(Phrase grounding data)
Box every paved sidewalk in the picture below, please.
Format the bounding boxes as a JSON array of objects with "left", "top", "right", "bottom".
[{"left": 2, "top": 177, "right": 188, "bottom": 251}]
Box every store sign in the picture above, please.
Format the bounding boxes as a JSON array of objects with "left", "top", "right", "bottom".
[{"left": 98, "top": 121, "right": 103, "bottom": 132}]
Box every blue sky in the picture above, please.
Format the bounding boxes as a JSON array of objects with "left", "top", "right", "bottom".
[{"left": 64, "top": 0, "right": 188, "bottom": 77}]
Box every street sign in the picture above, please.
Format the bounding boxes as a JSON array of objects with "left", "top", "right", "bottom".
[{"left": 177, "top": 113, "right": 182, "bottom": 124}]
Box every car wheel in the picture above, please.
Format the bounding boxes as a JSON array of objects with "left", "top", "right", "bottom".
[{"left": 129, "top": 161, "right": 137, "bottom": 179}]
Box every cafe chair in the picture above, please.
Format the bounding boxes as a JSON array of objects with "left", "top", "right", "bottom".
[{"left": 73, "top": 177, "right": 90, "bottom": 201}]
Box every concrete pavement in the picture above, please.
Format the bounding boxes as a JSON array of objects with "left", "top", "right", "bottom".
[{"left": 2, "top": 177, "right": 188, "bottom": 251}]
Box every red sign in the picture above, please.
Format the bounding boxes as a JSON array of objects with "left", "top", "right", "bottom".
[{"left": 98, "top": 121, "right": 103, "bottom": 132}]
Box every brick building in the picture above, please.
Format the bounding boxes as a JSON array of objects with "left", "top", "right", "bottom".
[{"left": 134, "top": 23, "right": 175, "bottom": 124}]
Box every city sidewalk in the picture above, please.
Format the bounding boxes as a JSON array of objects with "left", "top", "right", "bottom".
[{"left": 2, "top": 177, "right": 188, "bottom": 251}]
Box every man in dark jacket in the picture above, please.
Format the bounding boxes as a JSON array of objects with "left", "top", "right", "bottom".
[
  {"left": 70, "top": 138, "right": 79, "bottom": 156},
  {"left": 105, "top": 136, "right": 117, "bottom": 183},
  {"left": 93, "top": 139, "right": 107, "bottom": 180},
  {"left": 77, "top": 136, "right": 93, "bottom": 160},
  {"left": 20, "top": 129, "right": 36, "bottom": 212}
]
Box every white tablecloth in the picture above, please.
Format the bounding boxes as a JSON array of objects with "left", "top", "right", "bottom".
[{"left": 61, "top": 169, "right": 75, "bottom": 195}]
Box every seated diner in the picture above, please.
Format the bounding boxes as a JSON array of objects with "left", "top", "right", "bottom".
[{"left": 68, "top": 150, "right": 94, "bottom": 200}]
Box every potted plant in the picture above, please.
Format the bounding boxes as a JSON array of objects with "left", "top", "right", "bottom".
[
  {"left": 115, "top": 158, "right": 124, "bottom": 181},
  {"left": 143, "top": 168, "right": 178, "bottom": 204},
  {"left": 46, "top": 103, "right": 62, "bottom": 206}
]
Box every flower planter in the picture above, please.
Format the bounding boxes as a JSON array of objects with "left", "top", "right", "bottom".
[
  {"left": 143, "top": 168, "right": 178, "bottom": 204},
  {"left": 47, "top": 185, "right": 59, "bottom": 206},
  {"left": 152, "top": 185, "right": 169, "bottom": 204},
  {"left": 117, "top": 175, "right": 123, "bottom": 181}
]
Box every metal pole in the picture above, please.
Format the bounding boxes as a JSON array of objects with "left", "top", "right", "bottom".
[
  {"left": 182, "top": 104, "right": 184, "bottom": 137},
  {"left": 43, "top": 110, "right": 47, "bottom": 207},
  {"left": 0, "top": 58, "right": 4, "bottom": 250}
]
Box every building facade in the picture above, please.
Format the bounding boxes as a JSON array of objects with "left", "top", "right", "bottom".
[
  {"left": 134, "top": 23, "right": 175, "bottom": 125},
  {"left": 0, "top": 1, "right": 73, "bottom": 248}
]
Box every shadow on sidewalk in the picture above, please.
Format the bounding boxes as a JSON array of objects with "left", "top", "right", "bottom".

ABOUT THIS TASK ::
Give the number of lines in the data that contain the string "sidewalk", and nothing else.

ANSWER ::
3